Top of Exercise data

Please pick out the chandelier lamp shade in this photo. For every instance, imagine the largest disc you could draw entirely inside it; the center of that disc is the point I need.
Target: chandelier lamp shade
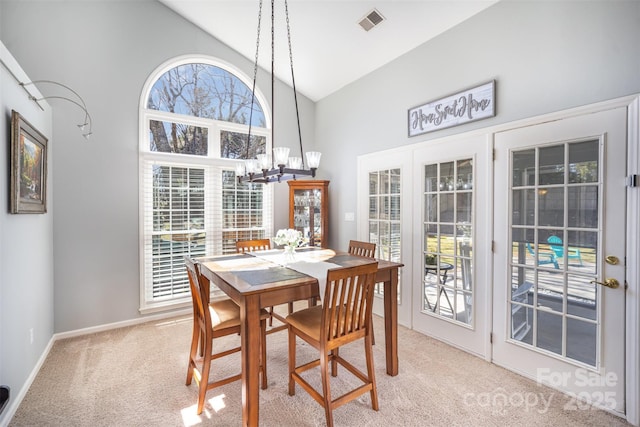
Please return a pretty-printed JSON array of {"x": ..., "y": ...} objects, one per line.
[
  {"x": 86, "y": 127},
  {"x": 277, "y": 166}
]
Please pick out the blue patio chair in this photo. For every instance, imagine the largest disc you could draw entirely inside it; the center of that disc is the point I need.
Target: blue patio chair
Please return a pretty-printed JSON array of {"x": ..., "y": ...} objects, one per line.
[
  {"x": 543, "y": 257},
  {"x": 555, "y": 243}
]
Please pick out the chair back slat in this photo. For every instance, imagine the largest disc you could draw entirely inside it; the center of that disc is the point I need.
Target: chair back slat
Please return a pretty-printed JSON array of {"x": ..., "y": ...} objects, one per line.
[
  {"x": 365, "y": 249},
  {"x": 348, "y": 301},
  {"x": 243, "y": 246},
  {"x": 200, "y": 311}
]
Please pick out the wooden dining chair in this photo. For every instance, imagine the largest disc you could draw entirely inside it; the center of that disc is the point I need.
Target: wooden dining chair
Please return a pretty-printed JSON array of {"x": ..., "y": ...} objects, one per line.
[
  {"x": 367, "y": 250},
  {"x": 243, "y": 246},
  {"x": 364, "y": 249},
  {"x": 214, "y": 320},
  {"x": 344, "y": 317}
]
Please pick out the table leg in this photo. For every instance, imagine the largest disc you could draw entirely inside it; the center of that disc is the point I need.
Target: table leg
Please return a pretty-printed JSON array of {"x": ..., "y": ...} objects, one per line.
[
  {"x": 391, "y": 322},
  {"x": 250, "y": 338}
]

Bottom of Exercise data

*What is being asked*: Could you repeat the listing above exactly, omitting its pictures?

*Result of the exercise*:
Please pick out the chandelier lamp shade in this photo. For every instance, imagine the largest disc you could draw entirely inside it; the center of that disc is the point I need.
Target: chandelier lamp shade
Please return a pretty-printed JSON array of {"x": ..., "y": ...} objects, one per line.
[
  {"x": 86, "y": 127},
  {"x": 277, "y": 166}
]
Please pick out the blue patio chair in this photo. For every instance, imagine the largest disc you could draw entirely inside it; the center of that disc is the point I need.
Target: blue patio chair
Please return a pretty-printed JSON array of {"x": ..., "y": ...} objects, one per line.
[
  {"x": 543, "y": 257},
  {"x": 555, "y": 243}
]
Please pick out the chair back slat in this photo. For every instance, imagine the largest disc you could draw entirely inside it; the center of that disc is the point I need.
Target: chair back slat
Please return a pretty-printed JSON array of {"x": ..., "y": ...} objects, one per line.
[
  {"x": 365, "y": 249},
  {"x": 348, "y": 301},
  {"x": 243, "y": 246},
  {"x": 200, "y": 311}
]
Please pick out the wooden dining chair in this photo. For every instance, imagine the largest disc you could draw entirely inside it; the center of that disc is the point I need.
Target: wooden dining chair
Please return a pretty-printed JSON array of {"x": ..., "y": ...} objects, one per line.
[
  {"x": 367, "y": 250},
  {"x": 243, "y": 246},
  {"x": 364, "y": 249},
  {"x": 214, "y": 320},
  {"x": 344, "y": 317}
]
Please pick out the table leg in this photo. For every instance, imagine the largest disc you could draw entirely inside it; the center of that disc is the point I need.
Target: table leg
Please return a pretty-printed JSON array of {"x": ..., "y": ...} objects, one per line.
[
  {"x": 391, "y": 322},
  {"x": 250, "y": 338}
]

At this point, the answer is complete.